Natural language region descriptions
-----
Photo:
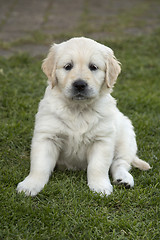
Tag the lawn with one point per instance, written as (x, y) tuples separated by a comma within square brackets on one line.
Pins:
[(66, 208)]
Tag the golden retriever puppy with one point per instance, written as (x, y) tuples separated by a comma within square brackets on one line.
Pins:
[(78, 125)]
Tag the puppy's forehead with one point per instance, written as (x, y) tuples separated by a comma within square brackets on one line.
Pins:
[(81, 48)]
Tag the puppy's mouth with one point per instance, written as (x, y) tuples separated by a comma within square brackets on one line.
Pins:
[(79, 96)]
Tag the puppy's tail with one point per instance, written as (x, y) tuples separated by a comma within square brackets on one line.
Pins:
[(142, 165)]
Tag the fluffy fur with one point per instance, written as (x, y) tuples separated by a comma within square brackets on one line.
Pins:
[(78, 125)]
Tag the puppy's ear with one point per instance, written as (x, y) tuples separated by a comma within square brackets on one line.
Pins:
[(49, 65), (113, 69)]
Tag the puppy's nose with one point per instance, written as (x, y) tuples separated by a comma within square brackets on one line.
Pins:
[(80, 85)]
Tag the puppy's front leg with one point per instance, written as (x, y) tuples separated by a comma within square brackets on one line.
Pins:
[(99, 161), (44, 155)]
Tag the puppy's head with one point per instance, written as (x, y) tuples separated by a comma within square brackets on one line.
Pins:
[(81, 68)]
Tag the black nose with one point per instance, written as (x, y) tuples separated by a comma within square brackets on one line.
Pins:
[(80, 85)]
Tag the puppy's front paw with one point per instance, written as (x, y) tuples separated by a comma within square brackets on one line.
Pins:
[(104, 187), (122, 177), (31, 185)]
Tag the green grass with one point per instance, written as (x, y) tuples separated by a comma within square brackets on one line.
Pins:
[(66, 208)]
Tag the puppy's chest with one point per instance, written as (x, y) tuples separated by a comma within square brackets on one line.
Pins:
[(79, 135)]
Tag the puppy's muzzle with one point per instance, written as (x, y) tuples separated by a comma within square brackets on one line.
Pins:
[(80, 89)]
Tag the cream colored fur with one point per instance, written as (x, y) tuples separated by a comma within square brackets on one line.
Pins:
[(82, 133)]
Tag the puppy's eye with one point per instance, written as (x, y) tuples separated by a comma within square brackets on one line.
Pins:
[(68, 66), (93, 67)]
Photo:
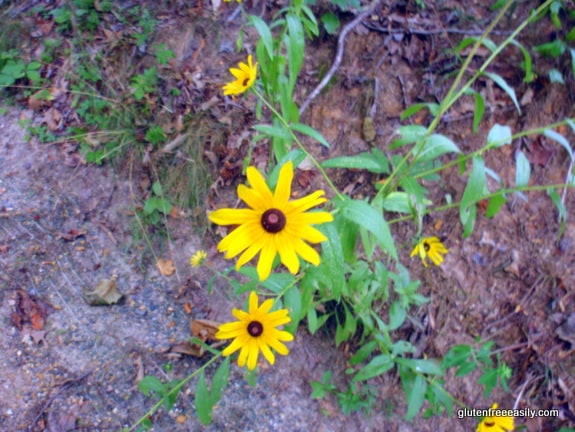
-----
◆ TO DO
Only the lines that contain the string "nose" are to be copied from the records.

◆ RESULT OF THE TASK
Tag the puppy's nose with one point per instance, written as (x, y) tuples separated by a comma within square brackets on one line.
Tag the black nose with one point per instance, written as (x, y) tuples separated by a comma within square brackets on one line.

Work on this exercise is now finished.